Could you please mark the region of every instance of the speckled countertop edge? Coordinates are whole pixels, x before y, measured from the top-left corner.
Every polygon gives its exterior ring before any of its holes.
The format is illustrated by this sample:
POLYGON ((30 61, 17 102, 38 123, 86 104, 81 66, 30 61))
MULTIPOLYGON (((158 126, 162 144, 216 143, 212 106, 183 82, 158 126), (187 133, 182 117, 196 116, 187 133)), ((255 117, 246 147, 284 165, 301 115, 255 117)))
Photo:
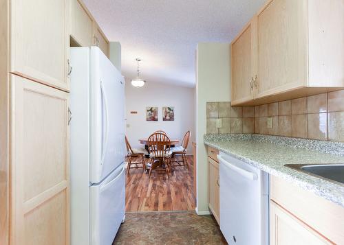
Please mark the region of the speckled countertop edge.
POLYGON ((207 145, 228 154, 270 174, 281 177, 344 207, 344 185, 286 167, 284 164, 291 163, 283 161, 283 156, 288 159, 296 157, 286 155, 288 151, 296 151, 298 153, 299 162, 301 163, 303 161, 305 163, 344 163, 344 144, 303 139, 301 139, 300 142, 299 140, 300 139, 296 138, 250 134, 205 135, 204 138, 204 144, 207 145), (237 147, 237 145, 239 148, 237 147), (250 148, 250 150, 243 149, 245 148, 250 148), (275 155, 274 152, 271 152, 272 149, 280 150, 281 152, 275 155), (269 152, 269 150, 270 152, 266 159, 264 154, 261 156, 259 154, 259 152, 265 154, 265 152, 269 152), (283 156, 284 152, 286 156, 283 156))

***

## STATED GOAL
Rewrite the rows above with "mottled countertop edge" in place of every "speckled countertop edge", keeping everything else the same, and leave out the pictures.

## EXERCISE ANSWER
Could you please mark the region of every instance of the mottled countertop edge? Coordinates are whole pixels, x before y, measured from the top-left corner.
Every polygon gives its exterior ring before any of its holes.
The format is illustrated by this sample:
POLYGON ((30 61, 17 102, 38 123, 86 104, 81 66, 30 61))
MULTIPOLYGON (((158 126, 162 144, 216 143, 212 106, 183 82, 158 126), (187 133, 182 117, 196 116, 187 133)), ((255 117, 246 147, 284 165, 301 115, 255 117)))
Photo:
Please mark the region of the mottled countertop edge.
POLYGON ((207 145, 228 154, 270 174, 281 177, 344 207, 344 185, 286 167, 284 164, 291 163, 283 161, 283 156, 288 159, 296 157, 286 155, 288 151, 296 151, 298 153, 299 162, 301 163, 303 161, 305 163, 344 163, 344 144, 303 139, 301 139, 300 142, 299 140, 300 139, 296 138, 250 134, 205 135, 204 138, 204 144, 207 145), (237 147, 237 145, 239 148, 237 147), (250 148, 250 150, 243 149, 245 148, 250 148), (275 155, 274 152, 271 152, 272 149, 280 150, 281 152, 275 155), (269 152, 269 150, 270 152, 266 159, 264 154, 261 156, 259 154, 259 152, 265 154, 265 152, 269 152), (283 156, 284 152, 286 156, 283 156))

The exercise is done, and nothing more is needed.